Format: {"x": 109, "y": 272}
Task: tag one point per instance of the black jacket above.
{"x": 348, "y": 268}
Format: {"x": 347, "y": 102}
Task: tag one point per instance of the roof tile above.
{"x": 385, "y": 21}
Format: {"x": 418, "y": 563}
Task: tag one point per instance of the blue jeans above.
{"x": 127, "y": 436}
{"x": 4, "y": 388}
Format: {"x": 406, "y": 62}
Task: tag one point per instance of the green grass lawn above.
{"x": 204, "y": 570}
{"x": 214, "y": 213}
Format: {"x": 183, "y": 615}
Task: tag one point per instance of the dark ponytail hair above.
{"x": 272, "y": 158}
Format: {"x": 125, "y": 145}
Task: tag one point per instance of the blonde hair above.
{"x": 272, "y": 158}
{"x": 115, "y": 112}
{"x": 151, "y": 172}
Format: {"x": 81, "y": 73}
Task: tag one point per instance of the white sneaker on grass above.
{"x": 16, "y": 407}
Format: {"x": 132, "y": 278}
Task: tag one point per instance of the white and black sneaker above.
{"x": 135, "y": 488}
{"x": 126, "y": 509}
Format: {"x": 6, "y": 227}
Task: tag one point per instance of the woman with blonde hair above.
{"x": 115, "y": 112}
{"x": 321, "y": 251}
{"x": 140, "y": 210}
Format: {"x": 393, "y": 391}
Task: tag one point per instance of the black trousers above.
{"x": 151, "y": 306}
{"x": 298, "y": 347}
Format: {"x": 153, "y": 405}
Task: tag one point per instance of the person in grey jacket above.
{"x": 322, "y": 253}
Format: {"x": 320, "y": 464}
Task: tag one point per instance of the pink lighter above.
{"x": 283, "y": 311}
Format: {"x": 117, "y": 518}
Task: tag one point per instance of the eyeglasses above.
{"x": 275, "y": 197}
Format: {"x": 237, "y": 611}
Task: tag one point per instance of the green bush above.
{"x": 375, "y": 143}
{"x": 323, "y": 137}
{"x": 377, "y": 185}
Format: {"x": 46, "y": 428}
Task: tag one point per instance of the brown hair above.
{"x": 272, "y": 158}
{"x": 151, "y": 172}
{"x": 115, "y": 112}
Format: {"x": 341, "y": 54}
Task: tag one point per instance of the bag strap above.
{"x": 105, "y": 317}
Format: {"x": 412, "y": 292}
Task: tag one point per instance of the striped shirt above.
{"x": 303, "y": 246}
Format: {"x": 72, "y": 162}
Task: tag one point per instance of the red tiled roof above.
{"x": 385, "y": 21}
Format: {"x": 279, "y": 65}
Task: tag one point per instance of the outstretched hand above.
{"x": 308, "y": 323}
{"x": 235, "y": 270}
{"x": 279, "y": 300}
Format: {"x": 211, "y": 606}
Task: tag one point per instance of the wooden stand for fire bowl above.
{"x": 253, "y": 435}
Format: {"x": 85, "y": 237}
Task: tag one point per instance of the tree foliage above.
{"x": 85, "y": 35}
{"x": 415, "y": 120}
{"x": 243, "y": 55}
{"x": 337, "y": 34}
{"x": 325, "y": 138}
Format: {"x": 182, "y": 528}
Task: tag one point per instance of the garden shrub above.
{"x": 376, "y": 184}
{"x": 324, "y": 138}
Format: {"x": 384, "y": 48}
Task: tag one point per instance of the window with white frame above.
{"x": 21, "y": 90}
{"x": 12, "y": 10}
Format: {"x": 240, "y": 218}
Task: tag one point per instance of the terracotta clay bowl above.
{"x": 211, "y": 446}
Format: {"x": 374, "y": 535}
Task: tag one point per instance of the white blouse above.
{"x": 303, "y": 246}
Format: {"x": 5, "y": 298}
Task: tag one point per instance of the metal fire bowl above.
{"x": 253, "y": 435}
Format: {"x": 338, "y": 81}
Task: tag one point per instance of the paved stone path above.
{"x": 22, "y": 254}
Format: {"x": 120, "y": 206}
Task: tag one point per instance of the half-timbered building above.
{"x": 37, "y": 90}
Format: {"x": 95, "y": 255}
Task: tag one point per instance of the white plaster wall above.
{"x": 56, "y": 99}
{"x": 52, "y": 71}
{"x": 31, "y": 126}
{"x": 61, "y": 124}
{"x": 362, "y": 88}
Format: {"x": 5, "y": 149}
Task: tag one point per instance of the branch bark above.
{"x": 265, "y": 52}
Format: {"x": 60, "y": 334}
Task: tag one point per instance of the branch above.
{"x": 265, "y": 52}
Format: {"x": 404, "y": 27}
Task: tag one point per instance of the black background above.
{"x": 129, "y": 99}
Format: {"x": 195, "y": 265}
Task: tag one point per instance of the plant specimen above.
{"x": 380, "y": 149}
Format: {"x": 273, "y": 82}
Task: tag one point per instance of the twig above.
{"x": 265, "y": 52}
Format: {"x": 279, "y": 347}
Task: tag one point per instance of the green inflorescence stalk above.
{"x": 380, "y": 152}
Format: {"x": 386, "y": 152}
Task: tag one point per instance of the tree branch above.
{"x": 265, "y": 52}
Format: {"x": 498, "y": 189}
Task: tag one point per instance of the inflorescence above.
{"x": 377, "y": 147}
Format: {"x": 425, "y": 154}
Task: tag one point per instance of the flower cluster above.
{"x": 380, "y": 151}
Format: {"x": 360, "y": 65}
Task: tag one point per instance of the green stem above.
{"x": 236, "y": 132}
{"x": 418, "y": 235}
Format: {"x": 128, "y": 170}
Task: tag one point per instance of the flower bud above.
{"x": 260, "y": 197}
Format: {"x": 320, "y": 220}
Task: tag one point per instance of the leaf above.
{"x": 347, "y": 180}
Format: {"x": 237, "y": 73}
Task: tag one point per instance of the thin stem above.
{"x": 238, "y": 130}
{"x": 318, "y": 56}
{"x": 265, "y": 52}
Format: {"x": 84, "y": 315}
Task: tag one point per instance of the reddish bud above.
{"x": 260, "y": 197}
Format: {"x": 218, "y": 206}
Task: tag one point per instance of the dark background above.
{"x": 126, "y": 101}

Given instruction: Repeat the material above in full, keeping every word.

Written solution:
Format: {"x": 109, "y": 272}
Task: tag one point per instance of the black jacket above.
{"x": 348, "y": 268}
Format: {"x": 347, "y": 102}
Task: tag one point per instance of the roof tile above.
{"x": 385, "y": 21}
Format: {"x": 418, "y": 563}
Task: tag one point per instance of the blue jeans above.
{"x": 127, "y": 436}
{"x": 4, "y": 388}
Format: {"x": 406, "y": 62}
Task: tag one point per instance of the green grass lawn above.
{"x": 204, "y": 570}
{"x": 214, "y": 213}
Format: {"x": 183, "y": 615}
Task: tag one point per instance of the dark ponytail hair above.
{"x": 272, "y": 158}
Format: {"x": 125, "y": 145}
Task: tag one point per instance of the blonde hair above.
{"x": 272, "y": 158}
{"x": 115, "y": 112}
{"x": 151, "y": 172}
Format: {"x": 81, "y": 73}
Task: tag one point per instance of the white sneaker on grass above.
{"x": 16, "y": 407}
Format: {"x": 132, "y": 278}
Task: tag one point per instance of the white and black sneaker above.
{"x": 135, "y": 488}
{"x": 126, "y": 509}
Format: {"x": 6, "y": 227}
Task: tag one point per instance of the woman with blonde hair above.
{"x": 115, "y": 112}
{"x": 321, "y": 251}
{"x": 140, "y": 210}
Format: {"x": 393, "y": 391}
Task: tag one point per instance of the black trousers above.
{"x": 151, "y": 306}
{"x": 298, "y": 347}
Format: {"x": 153, "y": 405}
Task: tag one point per instance of the person in grey jacket above.
{"x": 322, "y": 253}
Format: {"x": 320, "y": 464}
Task: tag one point per instance of the pink lighter above.
{"x": 283, "y": 311}
Format: {"x": 117, "y": 518}
Task: tag one point per instance of the eyeglasses above.
{"x": 275, "y": 197}
Format: {"x": 237, "y": 611}
Task: tag one point per instance of the green bush above.
{"x": 375, "y": 143}
{"x": 323, "y": 137}
{"x": 377, "y": 185}
Format: {"x": 46, "y": 428}
Task: tag one point per instance of the brown hair above.
{"x": 272, "y": 158}
{"x": 151, "y": 172}
{"x": 115, "y": 112}
Format: {"x": 341, "y": 54}
Task: tag one point per instance of the bag strap above.
{"x": 105, "y": 317}
Format: {"x": 412, "y": 292}
Task: tag one point per instance of the striped shirt above.
{"x": 303, "y": 246}
Format: {"x": 72, "y": 162}
Task: tag one point per instance of the red tiled roof above.
{"x": 385, "y": 21}
Format: {"x": 279, "y": 65}
Task: tag one point per instance of the outstretched hand above.
{"x": 308, "y": 323}
{"x": 235, "y": 270}
{"x": 279, "y": 300}
Format: {"x": 211, "y": 606}
Task: tag one point per instance of the wooden stand for fire bowl above.
{"x": 253, "y": 435}
Format: {"x": 85, "y": 237}
Task: tag one point per instance of the tree foliage above.
{"x": 85, "y": 35}
{"x": 415, "y": 120}
{"x": 243, "y": 55}
{"x": 337, "y": 34}
{"x": 325, "y": 138}
Format: {"x": 182, "y": 528}
Task: tag one point per instance of the garden shrub above.
{"x": 376, "y": 184}
{"x": 324, "y": 138}
Format: {"x": 384, "y": 48}
Task: tag one point per instance of the window with white frame above.
{"x": 21, "y": 90}
{"x": 12, "y": 10}
Format: {"x": 240, "y": 218}
Task: tag one point per instance of the terracotta clay bowl above.
{"x": 211, "y": 446}
Format: {"x": 374, "y": 535}
Task: tag one point per instance of the white blouse above.
{"x": 303, "y": 246}
Format: {"x": 5, "y": 298}
Task: tag one point per instance of the metal fire bowl above.
{"x": 253, "y": 435}
Format: {"x": 338, "y": 81}
Task: tag one point per instance of the paved stone path above.
{"x": 22, "y": 254}
Format: {"x": 120, "y": 206}
Task: tag one point per instance of the half-timbered building above.
{"x": 37, "y": 90}
Format: {"x": 95, "y": 255}
Task: tag one point per instance of the white plaster wall above.
{"x": 56, "y": 99}
{"x": 52, "y": 71}
{"x": 31, "y": 126}
{"x": 61, "y": 124}
{"x": 362, "y": 88}
Format: {"x": 5, "y": 149}
Task: tag one point per instance of the branch bark above.
{"x": 265, "y": 52}
Format: {"x": 60, "y": 334}
Task: tag one point per instance of the branch above.
{"x": 265, "y": 52}
Format: {"x": 404, "y": 27}
Task: tag one point per instance of the black background above.
{"x": 129, "y": 99}
Format: {"x": 195, "y": 265}
Task: tag one point per instance of the plant specimen above.
{"x": 380, "y": 149}
Format: {"x": 273, "y": 82}
Task: tag one point per instance of the twig above.
{"x": 265, "y": 52}
Format: {"x": 279, "y": 347}
Task: tag one point per instance of the green inflorescence stalk above.
{"x": 380, "y": 152}
Format: {"x": 386, "y": 152}
Task: tag one point per instance of the tree branch above.
{"x": 265, "y": 52}
Format: {"x": 498, "y": 189}
Task: tag one point per instance of the inflorescence above.
{"x": 377, "y": 147}
Format: {"x": 425, "y": 154}
Task: tag one point per instance of the flower cluster above.
{"x": 380, "y": 151}
Format: {"x": 360, "y": 65}
Task: tag one point per instance of the green stem above.
{"x": 236, "y": 132}
{"x": 418, "y": 235}
Format: {"x": 128, "y": 170}
Task: tag one point per instance of the flower bud above.
{"x": 260, "y": 197}
Format: {"x": 320, "y": 220}
Task: tag one point per instance of the leaf above.
{"x": 347, "y": 180}
Format: {"x": 237, "y": 73}
Task: tag one point per instance of the thin stem above.
{"x": 238, "y": 130}
{"x": 318, "y": 56}
{"x": 265, "y": 52}
Format: {"x": 84, "y": 315}
Task: tag one point per instance of the reddish bud above.
{"x": 260, "y": 197}
Format: {"x": 218, "y": 206}
Task: tag one point per instance of the dark background above.
{"x": 126, "y": 101}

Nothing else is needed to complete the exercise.